▶ **What to do**: Pick out each line in the records below that contains the word "hind", and copy those lines unchanged.
_____
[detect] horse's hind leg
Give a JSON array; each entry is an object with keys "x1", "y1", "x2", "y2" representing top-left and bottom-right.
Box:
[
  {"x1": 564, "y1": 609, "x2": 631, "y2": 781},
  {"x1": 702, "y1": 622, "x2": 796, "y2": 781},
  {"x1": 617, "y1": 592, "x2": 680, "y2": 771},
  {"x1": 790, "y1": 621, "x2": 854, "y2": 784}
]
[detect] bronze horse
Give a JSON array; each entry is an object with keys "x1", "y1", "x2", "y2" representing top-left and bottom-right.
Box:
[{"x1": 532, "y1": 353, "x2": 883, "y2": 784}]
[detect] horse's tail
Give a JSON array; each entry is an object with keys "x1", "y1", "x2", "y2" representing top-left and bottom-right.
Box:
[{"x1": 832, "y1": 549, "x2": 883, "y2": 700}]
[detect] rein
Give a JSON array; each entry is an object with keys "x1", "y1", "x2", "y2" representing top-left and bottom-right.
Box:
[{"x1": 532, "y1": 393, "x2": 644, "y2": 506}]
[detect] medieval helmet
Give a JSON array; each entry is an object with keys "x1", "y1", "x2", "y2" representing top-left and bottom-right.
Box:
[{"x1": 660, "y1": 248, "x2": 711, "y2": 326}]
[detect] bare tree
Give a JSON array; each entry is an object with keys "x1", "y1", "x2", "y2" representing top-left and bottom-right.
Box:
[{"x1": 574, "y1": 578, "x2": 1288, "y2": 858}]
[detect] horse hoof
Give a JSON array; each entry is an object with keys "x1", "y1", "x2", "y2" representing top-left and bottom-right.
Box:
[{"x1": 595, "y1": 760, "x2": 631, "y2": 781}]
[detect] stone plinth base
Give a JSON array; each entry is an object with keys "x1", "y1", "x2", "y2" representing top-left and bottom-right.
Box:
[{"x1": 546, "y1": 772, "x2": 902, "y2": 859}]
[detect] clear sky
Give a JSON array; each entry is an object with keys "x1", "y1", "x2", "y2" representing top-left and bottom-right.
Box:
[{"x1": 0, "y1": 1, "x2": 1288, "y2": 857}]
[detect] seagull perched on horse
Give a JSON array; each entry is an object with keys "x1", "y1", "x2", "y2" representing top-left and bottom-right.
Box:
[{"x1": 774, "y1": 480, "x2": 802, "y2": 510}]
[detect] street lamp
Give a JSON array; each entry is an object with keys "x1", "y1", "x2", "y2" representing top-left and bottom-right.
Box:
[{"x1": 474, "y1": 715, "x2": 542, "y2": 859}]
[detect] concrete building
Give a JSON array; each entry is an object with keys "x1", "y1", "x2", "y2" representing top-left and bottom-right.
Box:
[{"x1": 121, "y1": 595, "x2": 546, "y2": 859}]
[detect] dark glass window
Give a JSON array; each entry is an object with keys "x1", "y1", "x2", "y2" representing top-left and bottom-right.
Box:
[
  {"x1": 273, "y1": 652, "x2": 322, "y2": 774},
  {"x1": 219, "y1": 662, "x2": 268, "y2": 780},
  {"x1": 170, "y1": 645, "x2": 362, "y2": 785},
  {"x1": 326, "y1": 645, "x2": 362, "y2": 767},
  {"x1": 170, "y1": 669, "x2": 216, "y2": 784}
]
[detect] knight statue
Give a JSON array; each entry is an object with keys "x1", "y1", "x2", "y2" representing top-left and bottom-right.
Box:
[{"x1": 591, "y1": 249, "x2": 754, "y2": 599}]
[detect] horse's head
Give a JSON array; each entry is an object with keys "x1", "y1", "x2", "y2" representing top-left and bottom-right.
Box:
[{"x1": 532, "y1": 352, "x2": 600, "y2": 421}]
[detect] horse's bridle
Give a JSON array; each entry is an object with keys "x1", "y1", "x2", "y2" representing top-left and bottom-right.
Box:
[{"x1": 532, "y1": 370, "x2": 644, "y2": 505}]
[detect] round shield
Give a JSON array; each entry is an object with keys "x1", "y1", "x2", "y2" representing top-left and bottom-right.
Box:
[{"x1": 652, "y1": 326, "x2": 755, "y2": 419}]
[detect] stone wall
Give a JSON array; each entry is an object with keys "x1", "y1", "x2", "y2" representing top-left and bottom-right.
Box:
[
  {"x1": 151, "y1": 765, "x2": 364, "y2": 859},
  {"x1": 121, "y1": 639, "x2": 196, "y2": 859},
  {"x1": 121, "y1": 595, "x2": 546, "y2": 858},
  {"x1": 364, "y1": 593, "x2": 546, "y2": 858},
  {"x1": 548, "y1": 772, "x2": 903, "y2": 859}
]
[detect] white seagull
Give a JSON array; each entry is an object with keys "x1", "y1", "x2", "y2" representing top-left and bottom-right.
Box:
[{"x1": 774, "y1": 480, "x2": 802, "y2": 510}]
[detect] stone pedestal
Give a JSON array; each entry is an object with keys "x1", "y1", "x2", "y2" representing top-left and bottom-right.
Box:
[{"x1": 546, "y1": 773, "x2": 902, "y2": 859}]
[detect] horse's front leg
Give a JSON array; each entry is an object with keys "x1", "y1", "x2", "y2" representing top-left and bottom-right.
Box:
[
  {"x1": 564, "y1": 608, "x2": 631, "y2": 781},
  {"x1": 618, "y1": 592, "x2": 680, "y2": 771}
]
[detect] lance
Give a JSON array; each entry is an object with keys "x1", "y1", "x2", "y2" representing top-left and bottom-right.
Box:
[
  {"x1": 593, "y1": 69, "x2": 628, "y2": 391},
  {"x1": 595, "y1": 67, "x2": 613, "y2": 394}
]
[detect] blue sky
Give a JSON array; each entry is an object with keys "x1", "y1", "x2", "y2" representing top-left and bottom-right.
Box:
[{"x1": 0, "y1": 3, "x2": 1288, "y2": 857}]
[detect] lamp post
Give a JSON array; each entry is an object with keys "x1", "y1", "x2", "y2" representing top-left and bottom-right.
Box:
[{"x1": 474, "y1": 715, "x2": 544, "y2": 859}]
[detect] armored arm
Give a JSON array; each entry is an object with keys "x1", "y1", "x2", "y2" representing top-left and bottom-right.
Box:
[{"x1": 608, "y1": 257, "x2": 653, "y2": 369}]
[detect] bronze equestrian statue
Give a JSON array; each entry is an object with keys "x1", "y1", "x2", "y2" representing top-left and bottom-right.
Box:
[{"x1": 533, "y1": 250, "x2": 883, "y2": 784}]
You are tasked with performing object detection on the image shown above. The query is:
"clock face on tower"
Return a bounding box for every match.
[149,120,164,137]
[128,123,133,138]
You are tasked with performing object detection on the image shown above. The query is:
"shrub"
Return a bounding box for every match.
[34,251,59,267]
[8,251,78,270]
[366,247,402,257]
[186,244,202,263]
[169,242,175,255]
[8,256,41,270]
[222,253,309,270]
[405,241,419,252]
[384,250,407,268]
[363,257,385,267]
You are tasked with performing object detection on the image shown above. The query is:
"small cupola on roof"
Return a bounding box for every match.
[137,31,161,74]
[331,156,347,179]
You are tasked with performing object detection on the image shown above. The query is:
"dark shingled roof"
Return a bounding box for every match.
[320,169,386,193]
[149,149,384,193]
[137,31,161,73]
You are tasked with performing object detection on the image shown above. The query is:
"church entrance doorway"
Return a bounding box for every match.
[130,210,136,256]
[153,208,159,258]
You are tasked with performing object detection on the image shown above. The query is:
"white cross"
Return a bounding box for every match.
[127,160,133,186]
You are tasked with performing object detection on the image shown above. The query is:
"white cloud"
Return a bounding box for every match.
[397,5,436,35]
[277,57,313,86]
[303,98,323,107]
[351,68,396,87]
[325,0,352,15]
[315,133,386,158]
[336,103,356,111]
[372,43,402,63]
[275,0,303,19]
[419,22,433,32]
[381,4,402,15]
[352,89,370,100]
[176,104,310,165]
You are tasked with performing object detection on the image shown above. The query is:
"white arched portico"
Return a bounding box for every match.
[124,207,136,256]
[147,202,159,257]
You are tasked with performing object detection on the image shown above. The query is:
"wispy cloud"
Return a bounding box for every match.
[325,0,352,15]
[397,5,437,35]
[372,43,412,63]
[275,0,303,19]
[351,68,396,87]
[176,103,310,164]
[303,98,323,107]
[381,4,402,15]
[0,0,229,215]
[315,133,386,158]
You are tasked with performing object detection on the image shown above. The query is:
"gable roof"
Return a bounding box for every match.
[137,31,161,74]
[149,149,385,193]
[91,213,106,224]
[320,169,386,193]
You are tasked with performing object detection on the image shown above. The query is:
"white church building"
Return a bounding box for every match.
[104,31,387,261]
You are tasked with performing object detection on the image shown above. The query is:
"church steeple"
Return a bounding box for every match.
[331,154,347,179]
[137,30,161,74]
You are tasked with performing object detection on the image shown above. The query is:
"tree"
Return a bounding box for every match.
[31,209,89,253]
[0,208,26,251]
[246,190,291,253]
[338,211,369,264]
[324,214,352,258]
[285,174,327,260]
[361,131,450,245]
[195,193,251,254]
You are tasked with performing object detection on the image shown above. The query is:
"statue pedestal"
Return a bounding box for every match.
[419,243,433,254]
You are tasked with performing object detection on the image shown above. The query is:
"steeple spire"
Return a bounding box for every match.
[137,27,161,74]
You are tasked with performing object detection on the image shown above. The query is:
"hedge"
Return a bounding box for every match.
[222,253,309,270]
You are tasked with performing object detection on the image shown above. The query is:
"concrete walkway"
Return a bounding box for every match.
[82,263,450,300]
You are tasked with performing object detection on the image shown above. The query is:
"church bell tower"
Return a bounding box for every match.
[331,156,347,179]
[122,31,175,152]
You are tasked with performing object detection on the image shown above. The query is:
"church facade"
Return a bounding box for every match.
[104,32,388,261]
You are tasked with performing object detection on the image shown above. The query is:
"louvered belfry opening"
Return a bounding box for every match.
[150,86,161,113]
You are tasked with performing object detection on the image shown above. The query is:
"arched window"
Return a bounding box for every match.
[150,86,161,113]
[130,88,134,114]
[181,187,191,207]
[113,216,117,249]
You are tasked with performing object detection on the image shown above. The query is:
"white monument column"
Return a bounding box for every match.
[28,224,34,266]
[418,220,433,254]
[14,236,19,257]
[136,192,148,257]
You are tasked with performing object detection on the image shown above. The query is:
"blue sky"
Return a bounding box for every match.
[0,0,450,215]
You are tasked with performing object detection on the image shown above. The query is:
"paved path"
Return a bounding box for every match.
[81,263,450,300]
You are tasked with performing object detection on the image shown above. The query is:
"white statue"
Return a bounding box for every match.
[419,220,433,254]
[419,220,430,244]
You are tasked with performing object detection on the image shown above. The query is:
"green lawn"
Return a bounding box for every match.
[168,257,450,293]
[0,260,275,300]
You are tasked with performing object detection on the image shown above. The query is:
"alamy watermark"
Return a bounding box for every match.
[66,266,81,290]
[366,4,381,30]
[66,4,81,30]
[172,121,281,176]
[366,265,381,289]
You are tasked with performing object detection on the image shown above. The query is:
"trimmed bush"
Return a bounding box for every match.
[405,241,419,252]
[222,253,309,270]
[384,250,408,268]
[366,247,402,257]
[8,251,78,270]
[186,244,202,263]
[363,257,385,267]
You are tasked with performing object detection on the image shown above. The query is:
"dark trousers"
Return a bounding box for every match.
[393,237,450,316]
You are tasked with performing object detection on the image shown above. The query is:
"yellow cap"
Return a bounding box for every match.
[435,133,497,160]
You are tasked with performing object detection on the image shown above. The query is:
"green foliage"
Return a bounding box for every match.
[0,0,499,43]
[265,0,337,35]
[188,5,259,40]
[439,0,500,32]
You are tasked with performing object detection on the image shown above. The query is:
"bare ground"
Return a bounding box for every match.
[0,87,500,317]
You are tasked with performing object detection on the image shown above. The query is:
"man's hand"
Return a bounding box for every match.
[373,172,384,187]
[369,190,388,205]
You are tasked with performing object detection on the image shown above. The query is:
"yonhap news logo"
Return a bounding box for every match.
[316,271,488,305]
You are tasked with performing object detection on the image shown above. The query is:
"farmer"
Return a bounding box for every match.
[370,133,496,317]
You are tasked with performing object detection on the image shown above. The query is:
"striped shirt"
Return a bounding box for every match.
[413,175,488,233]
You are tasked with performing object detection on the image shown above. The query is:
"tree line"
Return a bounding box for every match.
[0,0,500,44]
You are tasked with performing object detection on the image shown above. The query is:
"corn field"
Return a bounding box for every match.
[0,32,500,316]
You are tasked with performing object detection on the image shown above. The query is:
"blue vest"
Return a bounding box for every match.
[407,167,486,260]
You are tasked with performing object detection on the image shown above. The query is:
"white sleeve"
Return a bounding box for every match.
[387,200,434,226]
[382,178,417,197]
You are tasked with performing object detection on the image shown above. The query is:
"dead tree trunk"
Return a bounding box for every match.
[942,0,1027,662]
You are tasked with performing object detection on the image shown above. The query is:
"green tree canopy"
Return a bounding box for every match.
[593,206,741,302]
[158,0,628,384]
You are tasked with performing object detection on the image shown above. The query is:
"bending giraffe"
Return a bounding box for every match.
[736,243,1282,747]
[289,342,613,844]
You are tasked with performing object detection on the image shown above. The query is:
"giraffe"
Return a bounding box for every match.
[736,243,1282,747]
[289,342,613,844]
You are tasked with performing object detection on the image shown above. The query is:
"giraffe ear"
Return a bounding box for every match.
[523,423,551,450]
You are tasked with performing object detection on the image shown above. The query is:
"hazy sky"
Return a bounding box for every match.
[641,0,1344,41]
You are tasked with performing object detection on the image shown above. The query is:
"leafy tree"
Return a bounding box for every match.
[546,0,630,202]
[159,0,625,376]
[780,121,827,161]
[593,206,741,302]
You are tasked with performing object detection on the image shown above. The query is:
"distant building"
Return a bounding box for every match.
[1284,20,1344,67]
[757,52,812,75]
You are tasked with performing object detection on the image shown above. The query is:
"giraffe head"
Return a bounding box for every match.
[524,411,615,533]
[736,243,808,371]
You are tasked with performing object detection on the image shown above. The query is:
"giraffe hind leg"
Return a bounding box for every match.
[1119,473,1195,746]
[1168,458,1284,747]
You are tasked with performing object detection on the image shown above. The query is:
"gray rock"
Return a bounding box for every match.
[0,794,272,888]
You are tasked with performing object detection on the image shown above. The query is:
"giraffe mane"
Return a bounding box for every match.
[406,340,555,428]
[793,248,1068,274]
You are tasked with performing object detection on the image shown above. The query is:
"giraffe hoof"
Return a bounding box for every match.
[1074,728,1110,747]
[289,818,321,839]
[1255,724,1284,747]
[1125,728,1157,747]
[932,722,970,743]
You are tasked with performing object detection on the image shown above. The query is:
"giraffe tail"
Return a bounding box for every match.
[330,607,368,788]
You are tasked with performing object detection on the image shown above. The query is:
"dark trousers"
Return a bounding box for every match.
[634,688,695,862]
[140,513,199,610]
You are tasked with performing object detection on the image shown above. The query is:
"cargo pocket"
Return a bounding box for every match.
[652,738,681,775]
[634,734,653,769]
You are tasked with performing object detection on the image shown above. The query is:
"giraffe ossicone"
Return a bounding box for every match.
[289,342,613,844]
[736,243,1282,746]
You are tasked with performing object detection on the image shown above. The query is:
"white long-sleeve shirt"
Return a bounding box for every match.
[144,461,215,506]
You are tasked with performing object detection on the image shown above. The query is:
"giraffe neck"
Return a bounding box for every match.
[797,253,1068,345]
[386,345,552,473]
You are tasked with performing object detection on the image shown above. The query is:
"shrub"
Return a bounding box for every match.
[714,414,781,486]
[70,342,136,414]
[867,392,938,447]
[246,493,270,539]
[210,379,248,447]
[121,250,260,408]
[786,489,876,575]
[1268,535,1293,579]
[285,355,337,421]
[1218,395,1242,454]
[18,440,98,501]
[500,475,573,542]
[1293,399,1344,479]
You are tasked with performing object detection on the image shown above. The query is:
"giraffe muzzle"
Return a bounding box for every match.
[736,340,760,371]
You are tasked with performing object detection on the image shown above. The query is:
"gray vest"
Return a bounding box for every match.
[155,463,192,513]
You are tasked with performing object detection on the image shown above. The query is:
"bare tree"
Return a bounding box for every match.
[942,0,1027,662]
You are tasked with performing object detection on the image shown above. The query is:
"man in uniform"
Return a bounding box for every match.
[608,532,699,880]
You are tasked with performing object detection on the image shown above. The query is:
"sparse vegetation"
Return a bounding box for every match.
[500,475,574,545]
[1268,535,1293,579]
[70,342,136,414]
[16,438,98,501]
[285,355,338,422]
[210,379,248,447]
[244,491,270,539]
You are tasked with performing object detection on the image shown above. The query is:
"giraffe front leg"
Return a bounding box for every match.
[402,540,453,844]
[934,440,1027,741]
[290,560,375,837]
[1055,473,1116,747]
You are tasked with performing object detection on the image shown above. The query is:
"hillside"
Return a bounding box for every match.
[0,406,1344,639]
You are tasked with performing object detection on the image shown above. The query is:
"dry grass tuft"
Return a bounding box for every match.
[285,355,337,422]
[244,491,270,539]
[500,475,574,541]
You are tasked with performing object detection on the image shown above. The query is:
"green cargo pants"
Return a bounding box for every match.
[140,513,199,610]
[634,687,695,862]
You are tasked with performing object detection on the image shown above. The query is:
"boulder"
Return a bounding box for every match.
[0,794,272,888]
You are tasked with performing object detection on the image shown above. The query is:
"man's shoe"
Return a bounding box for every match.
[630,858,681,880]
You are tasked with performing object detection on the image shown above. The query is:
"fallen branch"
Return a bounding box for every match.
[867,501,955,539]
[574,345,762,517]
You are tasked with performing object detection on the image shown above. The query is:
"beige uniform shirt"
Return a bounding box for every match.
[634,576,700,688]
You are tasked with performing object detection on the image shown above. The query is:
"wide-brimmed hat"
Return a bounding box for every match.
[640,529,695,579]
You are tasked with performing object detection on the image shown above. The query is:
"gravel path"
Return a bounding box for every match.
_____
▶ **Complete response**:
[detect] horse's hind leg
"giraffe hind leg"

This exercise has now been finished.